<<<<

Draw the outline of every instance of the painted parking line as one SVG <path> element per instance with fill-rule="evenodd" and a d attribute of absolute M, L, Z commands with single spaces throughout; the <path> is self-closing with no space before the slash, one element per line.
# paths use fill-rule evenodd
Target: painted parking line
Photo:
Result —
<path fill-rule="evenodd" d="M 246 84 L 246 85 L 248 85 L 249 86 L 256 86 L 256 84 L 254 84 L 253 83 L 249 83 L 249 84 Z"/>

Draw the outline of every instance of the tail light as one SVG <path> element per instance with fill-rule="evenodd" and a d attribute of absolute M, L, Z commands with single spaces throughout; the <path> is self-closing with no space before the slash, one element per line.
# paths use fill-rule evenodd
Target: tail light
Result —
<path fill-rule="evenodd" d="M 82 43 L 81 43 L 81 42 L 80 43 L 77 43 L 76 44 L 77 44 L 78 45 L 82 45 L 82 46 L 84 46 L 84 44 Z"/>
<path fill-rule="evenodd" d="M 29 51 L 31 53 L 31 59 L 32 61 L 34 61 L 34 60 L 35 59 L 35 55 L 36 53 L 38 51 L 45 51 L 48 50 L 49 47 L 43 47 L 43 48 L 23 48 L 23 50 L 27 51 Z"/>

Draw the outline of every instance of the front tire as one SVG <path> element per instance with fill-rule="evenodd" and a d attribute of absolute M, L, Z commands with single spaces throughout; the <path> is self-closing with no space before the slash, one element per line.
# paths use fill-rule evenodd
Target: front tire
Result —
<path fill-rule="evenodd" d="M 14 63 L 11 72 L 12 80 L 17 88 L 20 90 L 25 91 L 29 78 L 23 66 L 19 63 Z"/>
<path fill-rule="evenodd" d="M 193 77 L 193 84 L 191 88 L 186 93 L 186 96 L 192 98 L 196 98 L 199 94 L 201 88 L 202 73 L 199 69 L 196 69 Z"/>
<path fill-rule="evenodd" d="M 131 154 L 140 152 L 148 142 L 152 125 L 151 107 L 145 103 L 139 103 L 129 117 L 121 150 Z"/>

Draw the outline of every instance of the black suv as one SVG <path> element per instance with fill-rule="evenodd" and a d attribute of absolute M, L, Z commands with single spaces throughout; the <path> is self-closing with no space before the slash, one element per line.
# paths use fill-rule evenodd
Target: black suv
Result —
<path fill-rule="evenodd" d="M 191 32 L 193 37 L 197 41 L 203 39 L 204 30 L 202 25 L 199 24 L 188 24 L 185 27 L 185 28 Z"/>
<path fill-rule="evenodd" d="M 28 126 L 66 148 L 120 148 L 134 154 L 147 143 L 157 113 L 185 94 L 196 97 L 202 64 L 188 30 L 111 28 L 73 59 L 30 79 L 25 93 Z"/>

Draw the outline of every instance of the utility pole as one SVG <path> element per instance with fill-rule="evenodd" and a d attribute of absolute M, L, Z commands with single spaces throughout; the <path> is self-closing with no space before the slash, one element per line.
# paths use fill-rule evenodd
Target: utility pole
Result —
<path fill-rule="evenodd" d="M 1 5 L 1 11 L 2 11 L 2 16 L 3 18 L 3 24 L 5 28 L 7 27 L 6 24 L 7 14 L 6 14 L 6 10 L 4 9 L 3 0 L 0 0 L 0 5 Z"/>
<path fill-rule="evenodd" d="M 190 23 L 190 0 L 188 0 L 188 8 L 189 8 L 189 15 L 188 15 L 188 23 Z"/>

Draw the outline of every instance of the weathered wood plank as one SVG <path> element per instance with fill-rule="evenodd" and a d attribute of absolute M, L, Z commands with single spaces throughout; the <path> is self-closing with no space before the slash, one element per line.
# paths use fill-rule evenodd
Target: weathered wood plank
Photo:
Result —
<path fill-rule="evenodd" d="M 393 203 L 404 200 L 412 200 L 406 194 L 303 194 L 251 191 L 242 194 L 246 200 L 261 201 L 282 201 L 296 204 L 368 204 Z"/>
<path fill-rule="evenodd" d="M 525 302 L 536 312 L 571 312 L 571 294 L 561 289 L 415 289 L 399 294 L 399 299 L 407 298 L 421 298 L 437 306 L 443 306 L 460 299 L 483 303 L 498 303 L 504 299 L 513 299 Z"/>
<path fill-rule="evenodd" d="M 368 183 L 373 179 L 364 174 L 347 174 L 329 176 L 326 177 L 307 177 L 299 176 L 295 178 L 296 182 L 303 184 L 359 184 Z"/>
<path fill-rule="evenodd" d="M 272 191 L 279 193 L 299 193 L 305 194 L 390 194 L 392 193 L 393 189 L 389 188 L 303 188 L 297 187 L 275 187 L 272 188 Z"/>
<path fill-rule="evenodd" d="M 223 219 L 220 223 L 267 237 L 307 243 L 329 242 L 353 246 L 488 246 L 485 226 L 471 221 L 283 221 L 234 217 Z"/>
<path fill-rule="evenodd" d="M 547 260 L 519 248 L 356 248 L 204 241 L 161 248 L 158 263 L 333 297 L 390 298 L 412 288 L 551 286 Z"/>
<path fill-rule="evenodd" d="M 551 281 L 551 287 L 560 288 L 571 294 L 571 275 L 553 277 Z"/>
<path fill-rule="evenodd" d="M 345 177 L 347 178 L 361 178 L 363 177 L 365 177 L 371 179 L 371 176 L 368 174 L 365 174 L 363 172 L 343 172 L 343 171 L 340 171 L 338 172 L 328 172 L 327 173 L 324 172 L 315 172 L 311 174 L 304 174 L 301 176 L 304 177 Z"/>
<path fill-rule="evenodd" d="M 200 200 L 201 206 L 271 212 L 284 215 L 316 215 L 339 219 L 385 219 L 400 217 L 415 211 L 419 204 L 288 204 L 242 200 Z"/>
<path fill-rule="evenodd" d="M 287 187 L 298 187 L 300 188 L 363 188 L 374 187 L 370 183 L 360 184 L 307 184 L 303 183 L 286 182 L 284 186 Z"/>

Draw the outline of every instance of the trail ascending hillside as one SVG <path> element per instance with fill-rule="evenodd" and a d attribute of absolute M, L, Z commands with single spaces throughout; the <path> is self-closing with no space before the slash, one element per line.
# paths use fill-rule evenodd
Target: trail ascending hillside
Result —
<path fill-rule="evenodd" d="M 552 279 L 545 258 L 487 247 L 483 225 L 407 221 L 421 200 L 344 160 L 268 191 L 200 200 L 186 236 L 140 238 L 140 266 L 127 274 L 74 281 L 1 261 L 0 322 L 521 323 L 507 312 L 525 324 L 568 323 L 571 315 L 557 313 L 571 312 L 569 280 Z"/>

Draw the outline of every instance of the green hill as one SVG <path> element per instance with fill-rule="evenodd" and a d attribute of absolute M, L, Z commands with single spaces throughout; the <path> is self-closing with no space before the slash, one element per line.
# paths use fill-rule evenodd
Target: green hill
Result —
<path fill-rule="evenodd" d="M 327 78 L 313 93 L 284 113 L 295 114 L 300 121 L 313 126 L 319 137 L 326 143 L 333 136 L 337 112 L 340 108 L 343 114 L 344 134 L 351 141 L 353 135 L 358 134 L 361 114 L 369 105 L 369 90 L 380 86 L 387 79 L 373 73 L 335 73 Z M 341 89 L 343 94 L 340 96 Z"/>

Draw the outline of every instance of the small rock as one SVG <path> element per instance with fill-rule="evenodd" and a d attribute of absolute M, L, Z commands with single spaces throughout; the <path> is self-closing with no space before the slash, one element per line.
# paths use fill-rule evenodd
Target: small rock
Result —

>>>>

### Stated exercise
Rewrite the listing from its first line up to and including the line with "131 154 L 140", changing "Target" to "Label" and keeping everything else the same.

### Problem solution
Draw the outline of every instance of the painted parking line as one SVG <path> element per instance with fill-rule="evenodd" and a d attribute of absolute M, L, Z commands with single spaces throughout; the <path> is self-closing with no space before the slash, one element per line.
# paths use fill-rule evenodd
Label: painted parking line
Photo:
Result —
<path fill-rule="evenodd" d="M 246 84 L 246 85 L 248 85 L 249 86 L 256 86 L 256 84 L 254 84 L 253 83 L 249 83 L 249 84 Z"/>

Draw the outline of every instance of the tail light as one SVG <path> element per instance with fill-rule="evenodd" and a d attribute of absolute M, L, Z commands with single spaces throughout; the <path> is self-closing with no space before the slash, one element per line.
# paths use fill-rule evenodd
Label: tail light
Result —
<path fill-rule="evenodd" d="M 82 43 L 81 43 L 81 42 L 80 43 L 77 43 L 76 44 L 77 44 L 78 45 L 82 45 L 82 46 L 84 46 L 84 44 Z"/>
<path fill-rule="evenodd" d="M 29 51 L 31 53 L 31 59 L 32 61 L 34 61 L 34 60 L 35 59 L 35 55 L 36 53 L 38 51 L 45 51 L 48 50 L 49 47 L 43 47 L 43 48 L 23 48 L 23 50 L 27 51 Z"/>

Draw the outline of every instance of the front tire as one SVG <path> element per instance with fill-rule="evenodd" and a d attribute of absolute M, L, Z commands with single spaces throughout; the <path> is self-closing with no space before the slash, one element per line.
# paths use fill-rule evenodd
Label: front tire
Result —
<path fill-rule="evenodd" d="M 14 63 L 11 72 L 12 80 L 17 88 L 20 90 L 25 91 L 29 78 L 23 66 L 19 63 Z"/>
<path fill-rule="evenodd" d="M 193 77 L 193 84 L 191 88 L 186 93 L 186 96 L 192 98 L 196 98 L 199 94 L 201 88 L 202 73 L 199 69 L 196 69 Z"/>
<path fill-rule="evenodd" d="M 131 154 L 140 152 L 148 142 L 152 125 L 151 107 L 145 103 L 139 103 L 129 117 L 121 150 Z"/>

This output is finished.